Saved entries
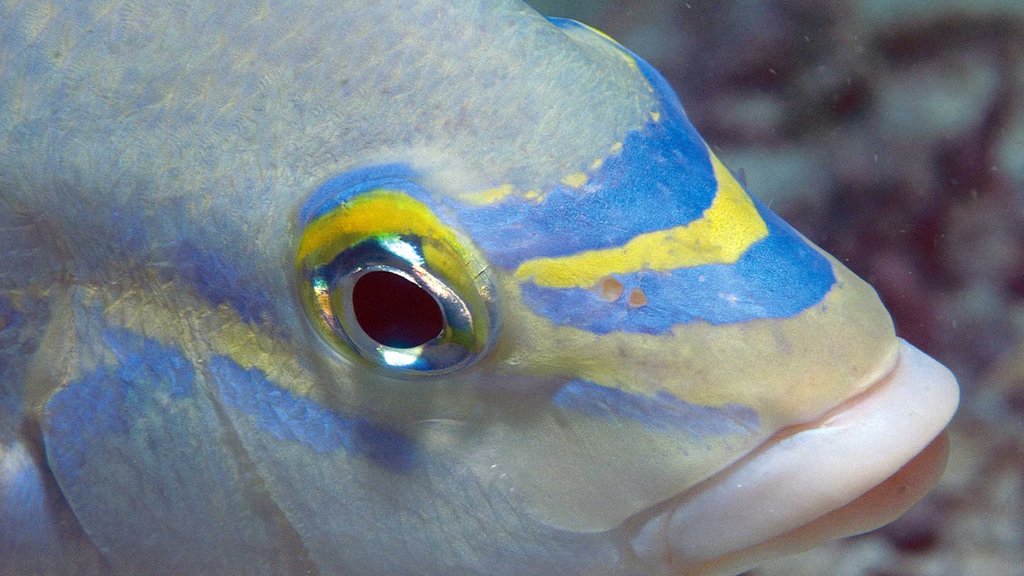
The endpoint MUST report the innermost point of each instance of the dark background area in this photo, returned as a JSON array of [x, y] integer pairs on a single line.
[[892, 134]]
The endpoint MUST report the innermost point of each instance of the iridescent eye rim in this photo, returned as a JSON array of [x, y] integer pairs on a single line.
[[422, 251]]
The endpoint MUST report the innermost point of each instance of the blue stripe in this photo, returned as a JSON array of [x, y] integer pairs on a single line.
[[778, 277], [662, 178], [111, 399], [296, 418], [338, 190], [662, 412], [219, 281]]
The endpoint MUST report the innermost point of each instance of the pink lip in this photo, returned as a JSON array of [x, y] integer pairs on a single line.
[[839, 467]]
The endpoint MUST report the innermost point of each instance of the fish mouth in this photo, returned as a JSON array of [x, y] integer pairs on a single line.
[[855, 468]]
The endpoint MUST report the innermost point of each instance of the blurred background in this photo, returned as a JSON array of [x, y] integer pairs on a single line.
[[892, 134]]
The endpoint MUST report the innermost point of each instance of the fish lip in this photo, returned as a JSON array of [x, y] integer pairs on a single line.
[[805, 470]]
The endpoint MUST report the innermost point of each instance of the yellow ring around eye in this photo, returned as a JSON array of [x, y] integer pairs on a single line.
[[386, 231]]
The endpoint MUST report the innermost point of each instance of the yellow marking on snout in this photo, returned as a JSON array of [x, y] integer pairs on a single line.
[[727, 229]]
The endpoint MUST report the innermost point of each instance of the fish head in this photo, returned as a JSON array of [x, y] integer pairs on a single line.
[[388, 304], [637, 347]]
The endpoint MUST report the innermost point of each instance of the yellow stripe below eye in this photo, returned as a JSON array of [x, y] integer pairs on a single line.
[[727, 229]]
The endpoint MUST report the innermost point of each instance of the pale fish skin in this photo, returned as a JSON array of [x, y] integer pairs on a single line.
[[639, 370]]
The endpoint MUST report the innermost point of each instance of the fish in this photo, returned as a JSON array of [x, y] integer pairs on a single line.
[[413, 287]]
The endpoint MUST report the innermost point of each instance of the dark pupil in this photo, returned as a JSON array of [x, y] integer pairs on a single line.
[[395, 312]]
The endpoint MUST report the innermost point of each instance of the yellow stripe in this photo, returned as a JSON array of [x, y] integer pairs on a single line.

TASK INSTRUCTIONS:
Write out the entries again word for word. Do not include the pictures.

RESULT BELOW:
The endpoint MUST report the innermost point of each instance of the dark background area in this photo, returned as a JSON array of [x, y] integer pairs on a single line.
[[892, 134]]
The endpoint MUST report the innermost point of each instance of the iridescent eye rim in this photo, returned as a JSON array of [x, y] integer pairs on a single line.
[[422, 251]]
The endpoint MUST report the innermost point of each instance of the blue stripe in this photo, returned as a JSON array of [x, y] integer pairs on a single line.
[[778, 277], [662, 178], [111, 399], [296, 418], [338, 190], [662, 412], [219, 281]]
The endpoint MUST report the innermost point of each instance of the pink lip in this photo, returned as a JSON array of [x, y] integer pairs on a single line.
[[839, 467]]
The endpoint MUST report the innermost point of each instance of the fish mouth in this photo, returned as a JSON array of [x, y] integer pairs on a single line.
[[855, 468]]
The endpoint MUST report the innermost point of each instance of the blurred background in this photo, returned as a JSON array of [x, y] integer pairs on a single line.
[[892, 134]]
The endpoint MUST report the innermost point of each instance of the fish lip in this photo, returned as a JSON array of [x, y] integer pairs on a single line.
[[805, 470]]
The endpoint MUST report the innermost point of each instance of the yellow ring around eye in this photo, returned as a JSON array of [x, y] integer pairs on a single line.
[[386, 231]]
The endpoint MUST report the innermost point of each instance of the yellow marking on snout in this photo, returned as a JSON array of [x, y] integer pairs on a single line.
[[727, 229]]
The endpoint MUST report the innermost point of each instance of the fish head in this photo, returned as a JSON array of [x, y] integer pairs on a single line.
[[388, 304], [637, 347]]
The endpoint MUST report the innermost point of each instance of the yellow stripe below eye in this photo, returned as a JSON array of [x, y] integer pairs on a single line.
[[727, 229]]
The endpoint MUST report the innermost point of each instance of the pale fish skin in this photo, returned as a JSON array of [x, y] integer pairs on a single line.
[[639, 370]]
The endpoint MUST report the innermost point of each instance of the fish in this photo, returned as a JSON array of [x, y] integer pairs on a single line.
[[413, 287]]
The endpoint MUST report the innermost point of each instance of the dark pupil in this photo, returned as a JSON array of [x, y] integer pairs on a single line.
[[395, 312]]
The endpoint MUST report the innermost point of each instance of the yellow stripe in this photo, returned as a JSON array of [x, y] integer pairs on a single line.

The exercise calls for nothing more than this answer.